Âhiret yolculuğu için takvâyı azık edinin!..
13/04/2024 Cumartesi Köşe yazarı V.T
“Namaz, seni yolun yarısına getirir, oruç, tam Melik’in kapısına iletir.
Sadaka da, Melik’in huzûruna çıkarır.”
Nâimî Ömer Efendi Osmanlı âlim ve velîlerindendir. Kasîde-i Bürde Şârihi nâmıyla meşhur oldu. 1801 (H.1216) senesinde Harput'ta doğdu. İlk tahsîline babasının yanında başladı. Antep'te Küçük Hâfız Necib Efendinin derslerini tâkib etti ve icâzet aldı. Sonra Kayseri'ye gitti. Kayseri'de Hoca Kâsım Efendi, Gözübüyükzâde Hacı Vâhid Efendi, Sarı Abdullahzâde Mehmed Efendi gibi meşhur âlimlerden ders aldı. Harput'a dönerek birçok talebe yetiştirdi. 1882 (H.1300) senesinde vefât etti. Sohbetlerinde buyurdu ki:
“Namaz, seni yolun yarısına getirir, oruç, tam
Melik’in kapısına iletir. Sadaka da, Melik’in huzûruna çıkarır.”
“Allahü teâlâ bir kuluna verdiği nîmeti alıp da
karşılığında sabrı nasîb ederse, nîmete mukabil verdiği (sabır), o nîmetten
daha efdaldir (kıymetlidir).”
“Ölümü çok hatırla. Eğer geçim rahatlığı içindeysen bu
sana darlık, ürperti getirecek; geçim darlığı içindeysen genişlik, ferahlık
kazandıracak.”
“Siz seferdesiniz. Yüklerinizin bağlarını bu diyârın
dışında bir yerde çözeceksiniz. Siz, üzerinden çağlar geçmiş bir kökün
dallarısınız. Kökleri yok olup gitmiş bir dalın hayâtından ne çıkar?”

__Veri Kayıtları__
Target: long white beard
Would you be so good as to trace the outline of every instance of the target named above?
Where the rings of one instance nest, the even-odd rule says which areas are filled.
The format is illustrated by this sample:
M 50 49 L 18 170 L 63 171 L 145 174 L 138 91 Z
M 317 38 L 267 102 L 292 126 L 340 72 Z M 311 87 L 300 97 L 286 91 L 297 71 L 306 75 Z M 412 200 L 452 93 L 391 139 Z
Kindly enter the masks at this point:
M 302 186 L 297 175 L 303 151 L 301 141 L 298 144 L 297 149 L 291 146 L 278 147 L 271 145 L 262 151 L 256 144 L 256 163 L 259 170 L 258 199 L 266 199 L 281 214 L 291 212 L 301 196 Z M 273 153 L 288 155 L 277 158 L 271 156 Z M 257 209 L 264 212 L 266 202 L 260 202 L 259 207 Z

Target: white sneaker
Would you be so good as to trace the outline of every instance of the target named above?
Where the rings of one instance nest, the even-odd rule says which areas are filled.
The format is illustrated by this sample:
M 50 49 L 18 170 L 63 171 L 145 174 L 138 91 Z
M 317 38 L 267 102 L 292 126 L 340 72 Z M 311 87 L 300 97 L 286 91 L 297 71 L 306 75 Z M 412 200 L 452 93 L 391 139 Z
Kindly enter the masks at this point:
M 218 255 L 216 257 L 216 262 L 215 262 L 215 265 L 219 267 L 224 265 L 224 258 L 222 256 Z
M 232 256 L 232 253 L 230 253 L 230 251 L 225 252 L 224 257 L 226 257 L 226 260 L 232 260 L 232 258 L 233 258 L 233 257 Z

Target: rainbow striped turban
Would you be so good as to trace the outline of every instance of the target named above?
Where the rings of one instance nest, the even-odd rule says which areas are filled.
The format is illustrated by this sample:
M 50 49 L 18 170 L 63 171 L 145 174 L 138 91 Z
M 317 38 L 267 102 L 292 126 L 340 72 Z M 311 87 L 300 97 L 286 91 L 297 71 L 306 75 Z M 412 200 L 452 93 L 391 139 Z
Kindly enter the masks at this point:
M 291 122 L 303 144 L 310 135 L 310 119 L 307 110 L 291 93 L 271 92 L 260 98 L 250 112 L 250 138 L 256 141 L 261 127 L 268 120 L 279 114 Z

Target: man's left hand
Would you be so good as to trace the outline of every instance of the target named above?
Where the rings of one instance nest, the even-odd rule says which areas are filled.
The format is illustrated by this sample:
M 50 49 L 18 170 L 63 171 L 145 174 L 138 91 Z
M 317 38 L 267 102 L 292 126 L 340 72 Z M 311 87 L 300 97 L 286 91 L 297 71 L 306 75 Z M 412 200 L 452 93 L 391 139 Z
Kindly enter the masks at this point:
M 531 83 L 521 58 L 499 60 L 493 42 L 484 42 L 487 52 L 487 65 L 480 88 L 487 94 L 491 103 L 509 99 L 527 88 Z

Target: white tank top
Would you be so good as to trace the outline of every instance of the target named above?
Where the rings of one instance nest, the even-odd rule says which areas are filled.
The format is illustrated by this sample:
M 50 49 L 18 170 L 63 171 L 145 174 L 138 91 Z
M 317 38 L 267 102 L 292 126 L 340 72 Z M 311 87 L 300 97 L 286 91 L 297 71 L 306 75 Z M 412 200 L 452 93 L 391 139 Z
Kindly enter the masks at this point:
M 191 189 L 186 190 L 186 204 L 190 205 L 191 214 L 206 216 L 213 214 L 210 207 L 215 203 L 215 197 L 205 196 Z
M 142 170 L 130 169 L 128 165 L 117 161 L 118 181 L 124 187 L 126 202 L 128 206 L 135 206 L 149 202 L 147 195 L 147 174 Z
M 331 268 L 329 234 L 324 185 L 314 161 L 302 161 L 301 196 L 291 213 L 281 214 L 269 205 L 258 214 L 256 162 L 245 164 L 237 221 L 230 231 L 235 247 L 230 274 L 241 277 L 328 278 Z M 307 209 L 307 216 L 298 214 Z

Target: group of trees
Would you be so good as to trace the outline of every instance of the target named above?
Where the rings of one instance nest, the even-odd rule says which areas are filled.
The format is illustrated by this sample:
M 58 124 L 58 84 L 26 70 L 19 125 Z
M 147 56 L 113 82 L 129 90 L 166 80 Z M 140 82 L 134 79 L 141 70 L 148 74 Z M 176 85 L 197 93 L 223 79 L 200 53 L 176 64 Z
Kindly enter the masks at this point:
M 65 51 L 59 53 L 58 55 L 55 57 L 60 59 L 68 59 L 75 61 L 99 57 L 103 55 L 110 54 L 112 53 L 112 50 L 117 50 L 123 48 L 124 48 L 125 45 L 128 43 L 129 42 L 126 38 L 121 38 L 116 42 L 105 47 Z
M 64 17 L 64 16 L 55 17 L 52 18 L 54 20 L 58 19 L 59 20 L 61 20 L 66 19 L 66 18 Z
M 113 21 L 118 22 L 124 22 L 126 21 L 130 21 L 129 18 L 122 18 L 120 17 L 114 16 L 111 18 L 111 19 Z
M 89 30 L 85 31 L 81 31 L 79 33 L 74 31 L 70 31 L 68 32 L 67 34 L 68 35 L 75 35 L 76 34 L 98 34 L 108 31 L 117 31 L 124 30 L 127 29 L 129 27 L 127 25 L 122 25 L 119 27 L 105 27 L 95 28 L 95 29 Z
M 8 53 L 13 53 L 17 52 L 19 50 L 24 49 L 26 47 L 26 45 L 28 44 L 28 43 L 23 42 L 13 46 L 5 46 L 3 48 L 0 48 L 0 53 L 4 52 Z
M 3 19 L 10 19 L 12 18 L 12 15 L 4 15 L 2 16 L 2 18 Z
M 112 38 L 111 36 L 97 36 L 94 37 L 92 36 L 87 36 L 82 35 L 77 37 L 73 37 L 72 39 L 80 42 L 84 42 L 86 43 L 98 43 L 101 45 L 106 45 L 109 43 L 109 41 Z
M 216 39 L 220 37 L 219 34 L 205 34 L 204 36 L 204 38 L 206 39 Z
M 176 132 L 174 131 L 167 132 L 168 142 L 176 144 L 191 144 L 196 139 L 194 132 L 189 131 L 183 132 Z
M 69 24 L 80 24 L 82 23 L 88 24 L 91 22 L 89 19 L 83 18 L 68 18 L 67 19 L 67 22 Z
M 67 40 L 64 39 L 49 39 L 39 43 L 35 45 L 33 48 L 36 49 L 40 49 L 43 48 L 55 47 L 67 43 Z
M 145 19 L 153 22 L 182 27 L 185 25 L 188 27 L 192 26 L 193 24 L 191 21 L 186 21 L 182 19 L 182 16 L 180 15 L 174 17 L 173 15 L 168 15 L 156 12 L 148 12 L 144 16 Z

__Görevler__
• a. Nâimî Ömer Efendi hakkındaki metnin "Âhiret yolculuğu için" ile "tam Melik’in kapısına iletir." arasındaki bölümünü, bu ikisi de dahil, "azık" yerine "erzak" koyarak yeniden yazın.
• b. Nâimî Ömer Efendi hakkındaki metne göre Nâimî Ömer Efendi hangi şehirde doğmuştur?
• c. Lütfen Nâimî Ömer Efendi hakkındaki metni kaldığı yerden sürdürün.
Satırların Nâimî Ömer Efendi hakkındaki metinle hiçbir ilgisi yoktur.

__Cevaplar__
• a.
Âhiret yolculuğu için takvâyı erzak edinin!..
13/04/2024 Cumartesi Köşe yazarı V.T
“Namaz, seni yolun yarısına getirir, oruç, tam Melik’in kapısına iletir.

• b. Harput'ta.

• c.
“Ey insanlar! Allahü teâlâ mahlûkları yarattı ve
onları uyuttu. Sonra onları uykularından uyandırıp, diriltecek. Her biri ya
Cennet’e, ya Cehennem’e sevk edilecek. Allah’a yemîn ederim ki, biz eğer bu
hakîkati tasdik etmiş isek, buna uygun yaşamadığımız için ahmağız. Eğer bu
gerçeği inkâr ediyor isek, o takdirde hepimiz helâkteyiz.”
“Her yolculuğun kendine has bir
azığı, hazırlığı vardır. Âhiret yolculuğu için de takvâyı azık edinin. Allahü
teâlânın vereceği nîmetleri görmüş gibi sevinin ve vereceği cezâyı, azâbı da
görmüş gibi korkunuz. Tûl-i emele kapılmayın, zîrâ tûl-i emel, bitmeyen istek,
hiç ölmeyecekmiş gibi dünyâya dalmak kalbinizi katılaştırır, düşmanınız olan
şeytanın eline düşersiniz... Dünyâya aldanmış nice insanlar gördük. Huzur ve
saâdet, ancak Allah’ın azâbından emin olanlar içindir. Neşe ve sevinç de
kıyâmetin zorluğunu anlatanlar içindir. Kıyâmet günü zengin, fakir herkesin
ameli meydana çıkar ve hesap verirken öyle bir müşkilât ile karşılaşırsınız ki,
eğer yıldızlar bununla karşılaşsa kararıp dökülür, dağlar, dayanmaz erirdi.
Cennet ve Cehennem’den başka bir yer bulunmadığını ve bunlardan birine mutlâka
gideceğinizi de biliyorsunuz. O hâlde ona göre hazırlanın...”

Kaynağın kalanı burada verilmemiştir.